_Text provided_.
↓↓↓

Reputation: 63062
There has been plenty of chatter about Spark 2.0 supporting multiple SparkContext
s. A configuration variable to support it has been around for much longer but not actually effective.
In $SPARK_HOME/conf/spark-defaults.conf
:
spark.driver.allowMultipleContexts true
Let's verify that property were recognized:
scala> println(s"allowMultiCtx = ${sc.getConf.get("spark.driver.allowMultipleContexts")}")
allowMultiCtx = true
Here is a small poc program for it:
import org.apache.spark._
import org.apache.spark.streaming._
println(s"allowMultiCtx = ${sc.getConf.get("spark.driver.allowMultipleContexts")}")
def createAndStartFileStream(dir: String) = {
val sc = new SparkContext("local[1]",s"Spark-$dir" /*,conf*/)
val ssc = new StreamingContext(sc, Seconds(4))
val dstream = ssc.textFileStream(dir)
val valuesCounts = dstream.countByValue()
ssc.start
ssc.awaitTermination
}
val dirs = Seq("data10m", "data50m", "dataSmall").map { d =>
s"/shared/demo/data/$d"
}
dirs.foreach{ d =>
createAndStartFileStream(d)
}
However Attempts to use When that capability are not succeeding:
16/08/14 11:38:55 WARN SparkContext: Multiple running SparkContexts detected
in the same JVM!
org.apache.spark.SparkException: Only one SparkContext may be running in
this JVM (see SPARK-2243). To ignore this error,
set spark.driver.allowMultipleContexts = true.

↑↑↑

_Source data_.
↓↓↓

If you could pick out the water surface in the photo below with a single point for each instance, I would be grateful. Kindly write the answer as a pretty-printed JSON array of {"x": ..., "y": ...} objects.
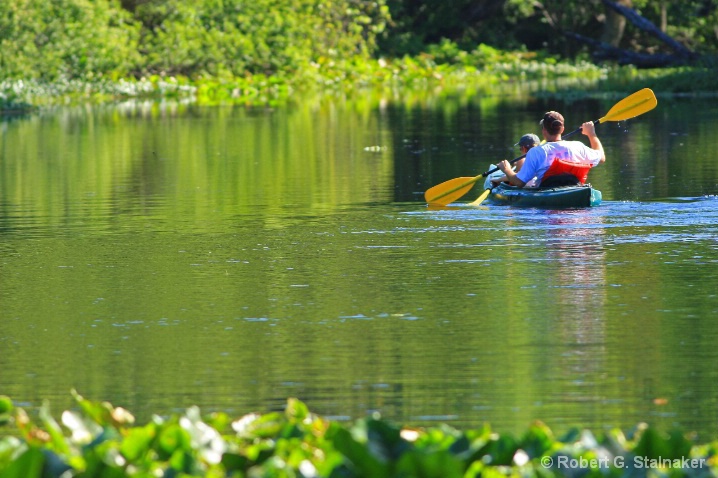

↑↑↑

_Task details_. In the Spark post, why does the author run the println command that reads spark.driver.allowMultipleContexts before the small poc program? Answer in one to three sentences. These lines have no connection to the text.

_Solution to the exercise_. The author runs it to verify that the spark.driver.allowMultipleContexts property set in $SPARK_HOME/conf/spark-defaults.conf was recognized. The command reads the value from the SparkContext's configuration, and its output, "allowMultiCtx = true", shows that the setting was picked up.